Die Beklagte beantragt,

die Berufung der Klägerin zurückzuweisen.

Sie verteidigt das angefochtene Urteil und rügt Verspätung des gegnerischen Vorbringens, soweit die Klägerin behauptet, der durchschnittliche Spread in den vergangenen 40 Jahren habe bei 0,94 % gelegen und die Gewinnmarge der Beklagten sei auf mehr als das 27-fache der handelsüblichen Marge kalkuliert. Hierzu trägt sie vor, die von der Klägerin genannte Marge von 0,2 % sowie die hierzu vorgelegte Präsentation beträfen nicht Anleihen der vorliegenden Art, sondern "Plain-Vanilla Swaps". Im Übrigen sei sie nicht verpflichtet gewesen, überhaupt über ihre Gewinnmarge aufzuklären. Die von ihr emittierte Anleihe sei auch nicht unterverzinst. Die Verzinsung habe sich nicht an der historischen Entwicklung orientieren müssen, sondern an der prognostizierten wirtschaftlichen Entwicklung für die Laufzeit der Anleihe. Die Klägerin habe den ihr entstandenen Schaden zudem selbst verursacht, indem sie die Anleihe vorzeitig veräußert habe. Nach Ablauf der Laufzeit sei ihr die Rückzahlung des Anlagekapitals garantiert worden. Diese Zeit habe sie lediglich abzuwarten brauchen. Schließlich liege der Spread seit dem 30.12.2008 kontinuierlich über der Barriere. Auch der Kurs habe sich erhöht und liege nunmehr wieder bei ca. 99,00 EUR. Jedenfalls müsse sich die Klägerin die im Mai 2006 erfolgte Zinszahlung schadensmindernd anrechnen lassen.

Wegen der weiteren Einzelheiten des Sach- und Streitstandes wird auf die gewechselten Schriftsätze nebst Anlagen verwiesen.

II.

Die zulässige Berufung der Klägerin hat in der Sache keinen Erfolg.

Der Klägerin steht der geltend gemachte Schadensersatzanspruch aus § 280 Abs. 1 BGB nicht zu. Zwar ist zwischen den Parteien in Bezug auf die Kapitalanlage unstreitig ein Beratungsvertrag zustande gekommen. Die Klägerin hat jedoch keine Umstände vorgetragen, aus denen sich eine Verletzung von Beratungspflichten durch die Beklagte ergibt.

1.
::::::::
▶ _Zu erledigende Aufgaben_
1 – Fasse den Auszug zur Berufung in zwei Sätzen zusammen.
2 – Gib bitte aus dem Auszug zur Berufung alles wieder, von „Wegen der weiteren“ bis hinunter zu „die Beklagte ergibt.“.
Das anschließende Material wird nicht gebraucht.

▶ _Einträge aus einem Datensatz_
::::::::
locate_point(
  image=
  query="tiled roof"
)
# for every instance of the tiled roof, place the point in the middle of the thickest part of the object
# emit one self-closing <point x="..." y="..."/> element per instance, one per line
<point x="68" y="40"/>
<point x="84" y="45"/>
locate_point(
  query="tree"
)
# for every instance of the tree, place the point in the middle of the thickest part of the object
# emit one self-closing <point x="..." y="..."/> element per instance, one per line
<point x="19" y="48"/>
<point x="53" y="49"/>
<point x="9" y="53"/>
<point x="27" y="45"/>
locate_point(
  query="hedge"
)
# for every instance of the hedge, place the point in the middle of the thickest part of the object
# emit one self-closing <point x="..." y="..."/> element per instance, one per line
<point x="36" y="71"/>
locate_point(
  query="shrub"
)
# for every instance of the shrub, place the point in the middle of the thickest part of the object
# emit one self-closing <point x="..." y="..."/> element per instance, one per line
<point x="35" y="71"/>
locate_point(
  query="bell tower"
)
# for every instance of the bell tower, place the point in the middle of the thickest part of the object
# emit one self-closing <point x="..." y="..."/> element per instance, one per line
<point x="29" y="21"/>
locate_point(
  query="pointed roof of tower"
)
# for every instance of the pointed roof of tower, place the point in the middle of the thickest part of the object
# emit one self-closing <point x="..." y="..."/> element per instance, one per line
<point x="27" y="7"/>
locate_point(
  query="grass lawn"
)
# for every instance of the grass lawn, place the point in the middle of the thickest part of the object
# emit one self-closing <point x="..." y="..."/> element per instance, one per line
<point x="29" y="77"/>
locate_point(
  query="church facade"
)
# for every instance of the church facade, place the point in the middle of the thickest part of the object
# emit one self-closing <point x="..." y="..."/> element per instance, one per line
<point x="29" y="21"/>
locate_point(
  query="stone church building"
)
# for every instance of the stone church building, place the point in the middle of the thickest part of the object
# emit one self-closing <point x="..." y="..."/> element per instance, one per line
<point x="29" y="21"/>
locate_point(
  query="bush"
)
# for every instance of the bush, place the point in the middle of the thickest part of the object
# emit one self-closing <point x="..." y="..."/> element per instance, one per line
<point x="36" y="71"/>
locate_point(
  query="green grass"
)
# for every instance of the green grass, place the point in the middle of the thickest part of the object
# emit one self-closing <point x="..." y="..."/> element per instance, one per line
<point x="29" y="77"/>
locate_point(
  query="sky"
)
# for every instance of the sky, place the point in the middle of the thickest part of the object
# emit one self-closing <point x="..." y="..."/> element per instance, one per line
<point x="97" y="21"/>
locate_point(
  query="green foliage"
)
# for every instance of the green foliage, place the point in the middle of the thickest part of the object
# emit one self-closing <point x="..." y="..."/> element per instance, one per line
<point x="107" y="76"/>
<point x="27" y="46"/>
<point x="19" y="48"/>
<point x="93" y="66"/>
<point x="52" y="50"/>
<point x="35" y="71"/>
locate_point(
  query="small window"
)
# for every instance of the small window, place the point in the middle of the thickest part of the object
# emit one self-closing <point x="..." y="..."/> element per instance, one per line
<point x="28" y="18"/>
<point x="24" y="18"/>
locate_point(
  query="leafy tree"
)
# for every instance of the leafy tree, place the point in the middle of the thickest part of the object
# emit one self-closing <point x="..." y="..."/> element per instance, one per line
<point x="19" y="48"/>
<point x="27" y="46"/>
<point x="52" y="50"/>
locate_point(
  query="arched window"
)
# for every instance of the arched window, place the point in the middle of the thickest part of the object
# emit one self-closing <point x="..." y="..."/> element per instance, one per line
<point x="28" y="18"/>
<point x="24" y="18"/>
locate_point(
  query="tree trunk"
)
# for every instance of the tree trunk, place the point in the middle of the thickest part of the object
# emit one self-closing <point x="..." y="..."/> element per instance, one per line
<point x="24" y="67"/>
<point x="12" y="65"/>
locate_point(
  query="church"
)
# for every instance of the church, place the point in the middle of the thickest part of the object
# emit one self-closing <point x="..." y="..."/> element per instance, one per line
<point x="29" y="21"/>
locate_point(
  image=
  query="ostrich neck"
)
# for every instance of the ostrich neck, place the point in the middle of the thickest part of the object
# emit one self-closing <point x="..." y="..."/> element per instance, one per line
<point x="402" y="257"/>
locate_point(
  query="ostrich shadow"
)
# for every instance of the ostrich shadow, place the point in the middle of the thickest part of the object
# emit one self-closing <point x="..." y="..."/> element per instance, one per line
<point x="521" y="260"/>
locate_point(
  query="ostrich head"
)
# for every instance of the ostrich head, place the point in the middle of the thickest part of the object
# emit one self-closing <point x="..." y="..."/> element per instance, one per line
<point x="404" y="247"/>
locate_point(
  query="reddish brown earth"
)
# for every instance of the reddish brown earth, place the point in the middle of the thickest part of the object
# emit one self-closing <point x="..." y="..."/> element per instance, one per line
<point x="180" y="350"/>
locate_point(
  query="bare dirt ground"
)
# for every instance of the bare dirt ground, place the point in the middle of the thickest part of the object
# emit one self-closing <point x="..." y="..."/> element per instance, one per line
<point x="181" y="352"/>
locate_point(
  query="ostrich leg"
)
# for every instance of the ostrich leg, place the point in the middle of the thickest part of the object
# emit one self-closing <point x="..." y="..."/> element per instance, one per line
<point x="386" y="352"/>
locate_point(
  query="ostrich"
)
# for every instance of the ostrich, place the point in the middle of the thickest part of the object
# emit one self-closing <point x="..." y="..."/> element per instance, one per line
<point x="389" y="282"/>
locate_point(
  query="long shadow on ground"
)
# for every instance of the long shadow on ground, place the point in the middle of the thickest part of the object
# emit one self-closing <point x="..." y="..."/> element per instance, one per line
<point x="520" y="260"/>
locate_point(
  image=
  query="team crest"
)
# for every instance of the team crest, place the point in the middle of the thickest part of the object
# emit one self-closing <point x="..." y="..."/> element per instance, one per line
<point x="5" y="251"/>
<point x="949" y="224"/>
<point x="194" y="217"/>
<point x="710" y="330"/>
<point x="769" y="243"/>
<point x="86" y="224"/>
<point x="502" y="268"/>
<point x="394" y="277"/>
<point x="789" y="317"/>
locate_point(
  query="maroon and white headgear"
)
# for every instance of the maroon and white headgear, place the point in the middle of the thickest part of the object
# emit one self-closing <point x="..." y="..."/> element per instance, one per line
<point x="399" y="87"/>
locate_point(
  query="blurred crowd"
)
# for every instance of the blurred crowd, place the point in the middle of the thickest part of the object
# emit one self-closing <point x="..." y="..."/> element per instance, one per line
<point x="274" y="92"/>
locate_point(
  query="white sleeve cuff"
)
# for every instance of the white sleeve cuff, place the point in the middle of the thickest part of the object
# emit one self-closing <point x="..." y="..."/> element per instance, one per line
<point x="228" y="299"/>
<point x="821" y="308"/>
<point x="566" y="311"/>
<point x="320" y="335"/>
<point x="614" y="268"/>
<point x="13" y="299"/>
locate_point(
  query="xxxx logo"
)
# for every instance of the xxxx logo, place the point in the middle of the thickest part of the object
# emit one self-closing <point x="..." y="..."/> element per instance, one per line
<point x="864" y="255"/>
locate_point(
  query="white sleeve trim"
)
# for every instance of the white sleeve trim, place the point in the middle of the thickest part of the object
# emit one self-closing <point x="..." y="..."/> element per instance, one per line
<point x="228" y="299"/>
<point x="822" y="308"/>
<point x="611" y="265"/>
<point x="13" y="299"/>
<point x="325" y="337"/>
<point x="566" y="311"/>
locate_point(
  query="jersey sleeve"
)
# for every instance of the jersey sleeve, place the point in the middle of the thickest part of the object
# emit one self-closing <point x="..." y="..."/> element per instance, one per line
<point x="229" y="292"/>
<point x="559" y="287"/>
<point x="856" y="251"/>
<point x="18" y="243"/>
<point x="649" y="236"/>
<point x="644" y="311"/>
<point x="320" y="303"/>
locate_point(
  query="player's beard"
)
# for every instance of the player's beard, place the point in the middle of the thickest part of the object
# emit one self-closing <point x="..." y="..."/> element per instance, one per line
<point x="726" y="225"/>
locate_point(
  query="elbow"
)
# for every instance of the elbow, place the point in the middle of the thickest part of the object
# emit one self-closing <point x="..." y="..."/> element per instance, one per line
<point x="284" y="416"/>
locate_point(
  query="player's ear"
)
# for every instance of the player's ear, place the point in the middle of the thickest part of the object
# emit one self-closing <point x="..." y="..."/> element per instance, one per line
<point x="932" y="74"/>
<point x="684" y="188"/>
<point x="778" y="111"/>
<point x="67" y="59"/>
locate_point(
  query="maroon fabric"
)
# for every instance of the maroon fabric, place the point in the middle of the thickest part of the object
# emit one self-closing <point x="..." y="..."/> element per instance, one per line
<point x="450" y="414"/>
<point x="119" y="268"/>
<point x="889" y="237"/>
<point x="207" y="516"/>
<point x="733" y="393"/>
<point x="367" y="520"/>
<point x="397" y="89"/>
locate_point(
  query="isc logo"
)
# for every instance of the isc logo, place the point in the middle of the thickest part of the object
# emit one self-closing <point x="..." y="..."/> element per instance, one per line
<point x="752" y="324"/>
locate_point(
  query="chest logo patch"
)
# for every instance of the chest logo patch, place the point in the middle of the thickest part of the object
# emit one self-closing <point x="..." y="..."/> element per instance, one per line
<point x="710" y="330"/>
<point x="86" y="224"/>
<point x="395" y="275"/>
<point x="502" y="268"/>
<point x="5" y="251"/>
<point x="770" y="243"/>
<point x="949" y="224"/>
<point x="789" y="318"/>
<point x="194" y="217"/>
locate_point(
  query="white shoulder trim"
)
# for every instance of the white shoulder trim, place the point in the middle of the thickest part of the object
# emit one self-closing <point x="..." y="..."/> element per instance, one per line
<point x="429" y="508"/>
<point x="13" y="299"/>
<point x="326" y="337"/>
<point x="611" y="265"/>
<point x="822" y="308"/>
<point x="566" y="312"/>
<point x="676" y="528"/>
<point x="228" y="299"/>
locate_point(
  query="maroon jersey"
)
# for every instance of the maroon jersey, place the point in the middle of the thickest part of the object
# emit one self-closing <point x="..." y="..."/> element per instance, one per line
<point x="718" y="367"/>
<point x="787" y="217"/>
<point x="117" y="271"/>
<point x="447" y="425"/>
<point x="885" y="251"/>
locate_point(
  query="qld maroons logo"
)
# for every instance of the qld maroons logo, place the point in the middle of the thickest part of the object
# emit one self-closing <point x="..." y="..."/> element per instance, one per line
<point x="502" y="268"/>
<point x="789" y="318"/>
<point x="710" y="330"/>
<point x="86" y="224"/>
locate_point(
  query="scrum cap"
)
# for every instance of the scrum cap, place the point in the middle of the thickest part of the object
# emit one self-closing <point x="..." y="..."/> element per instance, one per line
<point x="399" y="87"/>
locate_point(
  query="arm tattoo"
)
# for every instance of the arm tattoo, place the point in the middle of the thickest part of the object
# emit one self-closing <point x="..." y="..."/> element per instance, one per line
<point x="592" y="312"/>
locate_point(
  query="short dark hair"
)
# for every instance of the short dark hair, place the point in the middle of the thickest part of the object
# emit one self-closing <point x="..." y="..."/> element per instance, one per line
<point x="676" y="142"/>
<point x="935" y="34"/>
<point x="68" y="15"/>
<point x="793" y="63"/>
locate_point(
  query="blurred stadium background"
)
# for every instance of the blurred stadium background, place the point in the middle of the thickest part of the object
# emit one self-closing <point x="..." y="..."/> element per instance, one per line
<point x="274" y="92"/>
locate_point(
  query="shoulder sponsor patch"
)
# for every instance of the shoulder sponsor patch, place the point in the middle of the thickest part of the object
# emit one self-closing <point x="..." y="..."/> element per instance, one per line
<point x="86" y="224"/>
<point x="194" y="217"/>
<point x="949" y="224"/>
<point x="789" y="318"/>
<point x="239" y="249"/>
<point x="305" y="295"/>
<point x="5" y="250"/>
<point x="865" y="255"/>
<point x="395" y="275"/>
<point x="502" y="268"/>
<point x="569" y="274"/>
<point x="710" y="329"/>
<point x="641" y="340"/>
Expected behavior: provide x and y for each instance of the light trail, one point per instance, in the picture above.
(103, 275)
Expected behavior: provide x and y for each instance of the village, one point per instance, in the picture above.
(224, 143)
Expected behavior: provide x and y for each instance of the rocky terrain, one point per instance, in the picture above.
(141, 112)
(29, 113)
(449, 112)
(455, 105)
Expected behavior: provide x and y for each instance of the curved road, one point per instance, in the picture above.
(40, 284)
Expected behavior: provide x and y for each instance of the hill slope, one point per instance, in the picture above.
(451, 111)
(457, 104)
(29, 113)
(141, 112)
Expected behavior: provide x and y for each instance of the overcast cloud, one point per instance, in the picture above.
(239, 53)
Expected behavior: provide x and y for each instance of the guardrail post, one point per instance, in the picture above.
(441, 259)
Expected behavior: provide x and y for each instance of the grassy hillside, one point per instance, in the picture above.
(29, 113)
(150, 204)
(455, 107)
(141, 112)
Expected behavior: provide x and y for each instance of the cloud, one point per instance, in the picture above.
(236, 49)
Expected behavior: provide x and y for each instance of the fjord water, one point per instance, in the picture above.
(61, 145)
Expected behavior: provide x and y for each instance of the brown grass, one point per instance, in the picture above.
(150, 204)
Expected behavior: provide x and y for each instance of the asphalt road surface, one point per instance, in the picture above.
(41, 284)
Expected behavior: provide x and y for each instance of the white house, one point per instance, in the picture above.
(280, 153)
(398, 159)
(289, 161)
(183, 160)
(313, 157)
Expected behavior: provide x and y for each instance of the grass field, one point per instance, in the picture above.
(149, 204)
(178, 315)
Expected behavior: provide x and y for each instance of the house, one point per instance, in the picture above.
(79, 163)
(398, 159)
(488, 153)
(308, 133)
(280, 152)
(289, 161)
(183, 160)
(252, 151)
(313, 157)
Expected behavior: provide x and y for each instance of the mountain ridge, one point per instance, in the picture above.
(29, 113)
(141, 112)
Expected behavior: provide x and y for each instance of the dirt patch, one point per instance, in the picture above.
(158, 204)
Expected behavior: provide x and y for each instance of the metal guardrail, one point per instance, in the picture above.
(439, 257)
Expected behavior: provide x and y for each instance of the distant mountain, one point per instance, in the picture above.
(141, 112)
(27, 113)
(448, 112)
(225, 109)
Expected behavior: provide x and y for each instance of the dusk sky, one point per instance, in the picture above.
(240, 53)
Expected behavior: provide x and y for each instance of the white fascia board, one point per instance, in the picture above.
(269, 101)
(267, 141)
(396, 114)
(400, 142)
::::::::
▶ _Lösungen nach Nummer_
1 – Die Beklagte beantragt, die Berufung der Klägerin zurückzuweisen, verteidigt das angefochtene Urteil und bestreitet unter anderem, zur Aufklärung über ihre Gewinnmarge verpflichtet gewesen zu sein und eine unterverzinste Anleihe emittiert zu haben. Die zulässige Berufung hat keinen Erfolg, denn der Klägerin steht der Schadensersatzanspruch aus § 280 Abs. 1 BGB nicht zu: Ein Beratungsvertrag ist zwar unstreitig zustande gekommen, sie hat aber keine Umstände für eine Verletzung von Beratungspflichten vorgetragen.

2 –
Wegen der weiteren Einzelheiten des Sach- und Streitstandes wird auf die gewechselten Schriftsätze nebst Anlagen verwiesen.

II.

Die zulässige Berufung der Klägerin hat in der Sache keinen Erfolg.

Der Klägerin steht der geltend gemachte Schadensersatzanspruch aus § 280 Abs. 1 BGB nicht zu. Zwar ist zwischen den Parteien in Bezug auf die Kapitalanlage unstreitig ein Beratungsvertrag zustande gekommen. Die Klägerin hat jedoch keine Umstände vorgetragen, aus denen sich eine Verletzung von Beratungspflichten durch die Beklagte ergibt.